(Part of a data file)
>>>>>

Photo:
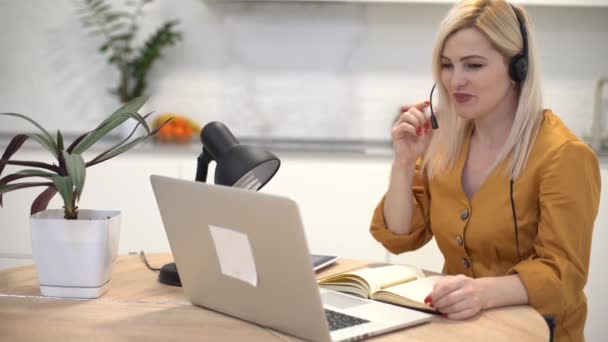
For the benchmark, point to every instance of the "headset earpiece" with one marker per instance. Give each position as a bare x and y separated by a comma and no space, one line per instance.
518,67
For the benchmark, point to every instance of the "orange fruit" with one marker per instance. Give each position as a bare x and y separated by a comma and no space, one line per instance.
166,132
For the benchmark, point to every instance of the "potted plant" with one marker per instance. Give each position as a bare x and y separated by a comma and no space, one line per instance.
74,250
119,26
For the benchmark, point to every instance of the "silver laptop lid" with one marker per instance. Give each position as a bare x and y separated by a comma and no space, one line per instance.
208,227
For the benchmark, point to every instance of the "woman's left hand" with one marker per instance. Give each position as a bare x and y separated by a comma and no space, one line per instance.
457,297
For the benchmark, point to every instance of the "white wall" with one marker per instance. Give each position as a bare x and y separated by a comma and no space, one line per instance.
316,70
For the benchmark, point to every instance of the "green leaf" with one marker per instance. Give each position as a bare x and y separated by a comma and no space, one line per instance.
122,149
35,173
47,137
65,188
113,121
42,201
76,170
59,141
11,187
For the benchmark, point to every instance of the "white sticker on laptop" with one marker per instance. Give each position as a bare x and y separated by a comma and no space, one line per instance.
234,254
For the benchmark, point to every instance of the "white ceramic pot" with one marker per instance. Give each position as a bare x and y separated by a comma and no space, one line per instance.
75,258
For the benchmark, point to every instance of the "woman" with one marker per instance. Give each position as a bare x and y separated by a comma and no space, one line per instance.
508,192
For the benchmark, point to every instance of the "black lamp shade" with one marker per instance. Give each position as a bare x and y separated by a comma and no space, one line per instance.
246,167
237,165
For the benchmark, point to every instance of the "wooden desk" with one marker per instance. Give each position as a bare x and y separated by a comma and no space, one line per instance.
138,308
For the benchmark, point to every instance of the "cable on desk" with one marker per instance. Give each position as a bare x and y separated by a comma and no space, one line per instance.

<<<<<

* **Task directions**: Repeat the data exactly, without the pictures.

* **Written response**:
Photo:
For the benchmark, point to every instance of the "headset earpiece" with one marker per instance. Give each position as a bare x and y separated by a comma and no space, one line per instance.
518,67
For the benchmark, point to every instance of the "orange fruit" with one marker per instance. Give each position as a bare x and y separated by a comma and no space, one line per instance.
166,132
For the benchmark, point to every instance of the "potted plant" with one marker per instance. Give each position as a bare x and y separated by a comma and no space, one line per instance.
74,250
119,26
For the benchmark, point to every instance of the "silver laptop lid" with one marker per instance. Give each position as a bare x and y separated by a comma and no space, one line per instance.
208,227
For the benchmark, point to every instance of the "woman's left hand" with one marker per instance. Give each position as a bare x and y separated by a comma and no space, one line per instance.
457,297
For the benchmark, point to every instance of the "white wall" with one marker per instance. Give each position as a bare x and y separated by a comma and no space, one line per instance.
316,70
For the benchmark, point to every instance of the "green leaf" with one marker per instance. Give each position as a bare x and y separated by a comma and no space, one line per instance.
122,149
35,173
47,137
65,188
113,121
42,201
76,170
59,141
11,187
For the benchmark, point to every instance of the "white sticker on laptop" with one marker per instance. Give each position as a bare x and y separated by a comma and no space, one line per instance.
234,254
For the benchmark, point to every instance of the "white ceramic pot" with one marker per instance. Give each position as a bare x and y separated by a comma and no space, one line per instance.
75,258
For the benchmark, point to every instance of the "woman" with one marker per instance. Give each position as a bare x and y separated by a comma and no space, one line per instance.
508,192
For the benchmark, point to every instance of the "black lamp shade" with one marker per instance. Give each position as a bare x and y separated by a comma and no space, one line per instance.
246,167
237,165
For the benchmark, point to every instance of the "wooden desk" with one marker per instance. Give each position as a bare x and y separated by a comma and no space, one line per instance.
138,308
For the benchmark, point to every instance of the "cable on desk" with one marker per instance. Give each position as a bare x and y separated by a comma and no space, one line per instance.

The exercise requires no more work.